To be clear, no one can seriously dispute that corruption is a massive problem in China. At time of writing the country ranks 83rd out of 167 in Transparency International’s Corruption Perceptions Index, placing it in the wholesome general company of Liberia, Zambia and Albania. President Xi Jinping’s corruption crackdown has seen the arrest of 1,500 people, an unimaginably high number even for the size of the Chinese bureaucracy, and while many of these arrests are no doubt spurious and politically motivated, the mere perception that so many civil servants could be tainted by corruption is telling in and of itself. Neither is the phenomenon particularly new: a certain Wang Anshi, a notable Chinese civil servant, remarked on the sheer scale of corruption during his time and made sweeping recommendations on the subject to the authorities. Wang died in 1086. In other words, he was formulating his anti-corruption theory around the same time as the Norman invasion of England.

So the fact that corruption has a long history in China is in no doubt, although this historical argument can only be taken so far, since corruption, of course, also has a pretty long history in the rest of the world: witness the granting of “indulgences” assuring entry to paradise in exchange for generous donations to the Church during the Middle Ages, which led an indignant German called Martin Luther to start a moderately successful religious movement known as Protestantism: this particular corruption scandal shaped modern Western society.

That corruption is somehow also cultural to China, though, is a very different proposition, and one which is profoundly mistaken. After dozens if not hundreds of investigations of commercial corruption in China, the observer comes away not with the impression of how easy the detection process is, but how hard. The conversations between a corruption investigator acting undercover and a source leading to an admission of corruption are fearsomely tortuous and protracted. They are conducted in confidential mood. They have to occur only face to face, because few people nowadays agree to use electronic media or phones in negotiating bribes. They have to be handled by a highly experienced investigator, who has to gauge the pace and tone of the relationship very judiciously in order not to alarm or drive away his contact: push too hard and the contact will resent your indelicacy or become suspicious, and refuse to share any more details. Go too softly and the contact will see no need to go into any sensitive matters with you, stalling your investigation. And of course, the process is inherently fraught with risk: a particularly insensitive approach will lead you to being rumbled.

★ ★ ★

DIRECTIVES -
A: Name every person identified by name in the passage on corruption in China.
B: Extend the passage on corruption in China, beginning immediately after its final sentence.

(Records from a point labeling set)
★ ★ ★

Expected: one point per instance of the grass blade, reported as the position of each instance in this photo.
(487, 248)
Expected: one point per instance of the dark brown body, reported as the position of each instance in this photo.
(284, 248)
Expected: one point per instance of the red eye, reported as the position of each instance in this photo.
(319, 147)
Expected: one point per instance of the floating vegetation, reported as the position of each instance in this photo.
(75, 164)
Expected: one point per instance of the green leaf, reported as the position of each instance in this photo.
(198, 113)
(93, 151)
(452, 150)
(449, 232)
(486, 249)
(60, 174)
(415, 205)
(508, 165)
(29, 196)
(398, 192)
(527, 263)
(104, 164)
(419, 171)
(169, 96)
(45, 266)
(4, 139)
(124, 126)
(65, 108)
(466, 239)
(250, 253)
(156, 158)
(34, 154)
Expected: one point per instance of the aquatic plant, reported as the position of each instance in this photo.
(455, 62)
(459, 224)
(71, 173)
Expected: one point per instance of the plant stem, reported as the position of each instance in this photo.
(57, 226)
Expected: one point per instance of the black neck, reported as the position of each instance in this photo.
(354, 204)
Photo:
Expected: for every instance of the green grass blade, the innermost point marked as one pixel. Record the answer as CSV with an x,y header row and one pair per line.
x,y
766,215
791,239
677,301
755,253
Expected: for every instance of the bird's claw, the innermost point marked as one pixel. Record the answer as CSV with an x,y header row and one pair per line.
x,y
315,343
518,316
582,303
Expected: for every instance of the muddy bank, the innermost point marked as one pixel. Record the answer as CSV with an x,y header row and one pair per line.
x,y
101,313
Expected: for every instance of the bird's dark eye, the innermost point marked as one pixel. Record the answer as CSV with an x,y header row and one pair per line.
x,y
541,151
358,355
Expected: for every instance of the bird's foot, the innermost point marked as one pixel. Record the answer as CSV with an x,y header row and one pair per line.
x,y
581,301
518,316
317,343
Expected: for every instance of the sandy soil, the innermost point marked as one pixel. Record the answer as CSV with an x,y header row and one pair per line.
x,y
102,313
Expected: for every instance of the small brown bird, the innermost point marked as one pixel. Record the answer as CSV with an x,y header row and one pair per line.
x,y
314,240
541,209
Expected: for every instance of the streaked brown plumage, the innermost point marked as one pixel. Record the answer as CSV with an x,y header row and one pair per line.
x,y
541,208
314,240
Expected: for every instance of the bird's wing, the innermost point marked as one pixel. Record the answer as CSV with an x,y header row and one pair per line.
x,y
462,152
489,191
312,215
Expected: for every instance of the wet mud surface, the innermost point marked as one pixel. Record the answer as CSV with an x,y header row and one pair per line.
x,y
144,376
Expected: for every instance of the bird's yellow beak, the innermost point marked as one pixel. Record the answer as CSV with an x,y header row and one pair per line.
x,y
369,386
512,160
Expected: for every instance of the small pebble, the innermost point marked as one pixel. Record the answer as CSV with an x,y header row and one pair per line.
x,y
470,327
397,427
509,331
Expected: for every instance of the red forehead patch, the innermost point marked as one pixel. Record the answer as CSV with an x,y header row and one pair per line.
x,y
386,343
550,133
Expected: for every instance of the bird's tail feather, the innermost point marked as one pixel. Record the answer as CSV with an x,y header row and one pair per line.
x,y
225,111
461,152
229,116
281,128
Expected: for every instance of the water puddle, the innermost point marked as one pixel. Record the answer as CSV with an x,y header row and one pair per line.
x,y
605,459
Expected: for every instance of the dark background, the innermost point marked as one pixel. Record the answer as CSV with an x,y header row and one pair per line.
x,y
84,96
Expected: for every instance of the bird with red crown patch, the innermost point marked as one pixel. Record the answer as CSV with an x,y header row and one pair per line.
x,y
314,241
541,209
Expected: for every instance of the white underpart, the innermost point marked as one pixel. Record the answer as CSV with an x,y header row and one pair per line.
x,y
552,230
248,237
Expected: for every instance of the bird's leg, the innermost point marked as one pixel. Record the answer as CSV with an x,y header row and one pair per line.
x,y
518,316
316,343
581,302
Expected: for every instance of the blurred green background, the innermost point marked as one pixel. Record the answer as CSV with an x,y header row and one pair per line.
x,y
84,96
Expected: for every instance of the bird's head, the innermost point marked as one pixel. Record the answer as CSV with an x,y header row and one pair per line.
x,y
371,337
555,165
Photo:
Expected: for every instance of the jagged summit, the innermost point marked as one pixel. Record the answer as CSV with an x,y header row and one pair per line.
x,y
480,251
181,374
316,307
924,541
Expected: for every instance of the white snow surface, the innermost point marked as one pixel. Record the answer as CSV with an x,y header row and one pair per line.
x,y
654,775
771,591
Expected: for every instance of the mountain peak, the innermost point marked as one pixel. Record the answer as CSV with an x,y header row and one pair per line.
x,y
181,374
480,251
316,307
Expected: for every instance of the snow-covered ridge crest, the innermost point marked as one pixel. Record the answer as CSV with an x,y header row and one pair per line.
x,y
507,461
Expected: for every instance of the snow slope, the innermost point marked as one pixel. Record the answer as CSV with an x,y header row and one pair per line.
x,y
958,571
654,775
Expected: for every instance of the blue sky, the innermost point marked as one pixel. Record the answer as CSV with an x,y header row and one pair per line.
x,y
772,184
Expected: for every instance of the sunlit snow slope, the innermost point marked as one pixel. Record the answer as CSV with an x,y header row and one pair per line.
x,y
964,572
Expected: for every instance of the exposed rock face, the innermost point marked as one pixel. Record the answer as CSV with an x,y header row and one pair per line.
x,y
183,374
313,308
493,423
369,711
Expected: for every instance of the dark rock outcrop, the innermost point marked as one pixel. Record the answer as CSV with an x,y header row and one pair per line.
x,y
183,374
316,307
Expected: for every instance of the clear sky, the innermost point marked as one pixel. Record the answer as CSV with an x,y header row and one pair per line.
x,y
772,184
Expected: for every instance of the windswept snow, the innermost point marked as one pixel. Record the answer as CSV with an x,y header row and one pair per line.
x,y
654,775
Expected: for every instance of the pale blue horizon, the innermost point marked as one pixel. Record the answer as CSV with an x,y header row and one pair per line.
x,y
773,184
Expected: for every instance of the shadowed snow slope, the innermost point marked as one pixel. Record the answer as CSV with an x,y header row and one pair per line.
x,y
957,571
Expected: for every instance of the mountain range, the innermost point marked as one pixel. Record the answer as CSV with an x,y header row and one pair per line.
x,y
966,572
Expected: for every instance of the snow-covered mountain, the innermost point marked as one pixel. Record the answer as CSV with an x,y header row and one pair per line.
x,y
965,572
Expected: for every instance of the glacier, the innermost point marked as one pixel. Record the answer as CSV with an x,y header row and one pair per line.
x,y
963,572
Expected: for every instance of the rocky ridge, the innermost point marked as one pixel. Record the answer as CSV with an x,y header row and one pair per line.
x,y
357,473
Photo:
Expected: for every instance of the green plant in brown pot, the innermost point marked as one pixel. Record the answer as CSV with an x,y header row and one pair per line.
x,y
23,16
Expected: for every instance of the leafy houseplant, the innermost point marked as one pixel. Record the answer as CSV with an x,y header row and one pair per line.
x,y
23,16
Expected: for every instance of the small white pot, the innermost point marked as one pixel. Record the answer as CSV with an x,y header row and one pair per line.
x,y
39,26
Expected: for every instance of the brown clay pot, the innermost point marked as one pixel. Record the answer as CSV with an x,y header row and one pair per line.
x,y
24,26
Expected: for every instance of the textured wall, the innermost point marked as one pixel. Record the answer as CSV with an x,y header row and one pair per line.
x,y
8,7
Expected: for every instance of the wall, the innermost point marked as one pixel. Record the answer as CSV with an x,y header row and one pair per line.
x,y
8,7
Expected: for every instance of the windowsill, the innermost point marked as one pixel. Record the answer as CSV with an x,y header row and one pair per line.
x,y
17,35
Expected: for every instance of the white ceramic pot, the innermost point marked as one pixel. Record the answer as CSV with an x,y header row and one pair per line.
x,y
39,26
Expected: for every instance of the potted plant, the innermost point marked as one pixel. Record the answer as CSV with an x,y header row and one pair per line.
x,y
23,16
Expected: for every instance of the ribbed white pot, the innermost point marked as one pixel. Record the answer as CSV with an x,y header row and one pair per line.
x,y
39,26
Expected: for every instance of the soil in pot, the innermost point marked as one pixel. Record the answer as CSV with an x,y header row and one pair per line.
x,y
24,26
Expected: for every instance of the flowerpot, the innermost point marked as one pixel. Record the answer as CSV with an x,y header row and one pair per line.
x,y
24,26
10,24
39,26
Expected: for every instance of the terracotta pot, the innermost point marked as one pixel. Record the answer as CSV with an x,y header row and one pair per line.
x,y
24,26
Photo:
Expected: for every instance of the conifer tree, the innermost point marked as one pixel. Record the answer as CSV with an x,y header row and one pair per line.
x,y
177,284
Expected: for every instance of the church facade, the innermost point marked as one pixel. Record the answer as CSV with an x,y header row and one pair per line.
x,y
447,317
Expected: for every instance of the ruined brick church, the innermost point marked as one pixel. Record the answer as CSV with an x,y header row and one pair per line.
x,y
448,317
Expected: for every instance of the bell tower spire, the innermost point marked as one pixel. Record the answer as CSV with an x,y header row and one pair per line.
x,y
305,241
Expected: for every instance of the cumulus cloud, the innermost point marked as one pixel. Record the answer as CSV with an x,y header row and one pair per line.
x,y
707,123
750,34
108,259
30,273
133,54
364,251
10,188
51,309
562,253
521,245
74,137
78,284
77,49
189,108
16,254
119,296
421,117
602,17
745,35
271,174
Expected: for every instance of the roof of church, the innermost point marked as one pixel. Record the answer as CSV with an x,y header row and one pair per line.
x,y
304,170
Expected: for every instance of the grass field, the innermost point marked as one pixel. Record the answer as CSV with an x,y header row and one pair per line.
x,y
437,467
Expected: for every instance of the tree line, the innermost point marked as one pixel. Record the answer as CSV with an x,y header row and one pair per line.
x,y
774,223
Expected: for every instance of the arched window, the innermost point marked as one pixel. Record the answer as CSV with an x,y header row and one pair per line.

★ ★ ★

OUTPUTS FOR THE TASKS -
A: Xi Jinping, Wang Anshi, Martin Luther

B:
The conversation tends to be heavily nuanced: case analysts listening to recordings sometimes have to spend hours hunched over their desks, headphones jammed in tight to make sure they don’t miss anything, hitting play and rewind repeatedly to make sure they got a particular nuance right and eliminated any extraneous meanings, references and red herrings. Participants involved are rarely referred to by name directly, so you also have to work out who the contact means when he says “the purchasing department” or, for that matter, “the guy on the fifth floor”. The conversation brims with euphemisms, too: people who talk about bribery in China almost never use the word “bribe”. More organised investigators keep a spreadsheet full of tactful replacements in colloquial use, for use as reference guides during reviews of incriminating communications: such lists include dozens of different expressions. In some cases the conversations are so nuanced it is impossible to even come to a comfortable conclusion. In these situations honest investigators just transcribe the whole lot, give it over to the client and say, in essence, you decide.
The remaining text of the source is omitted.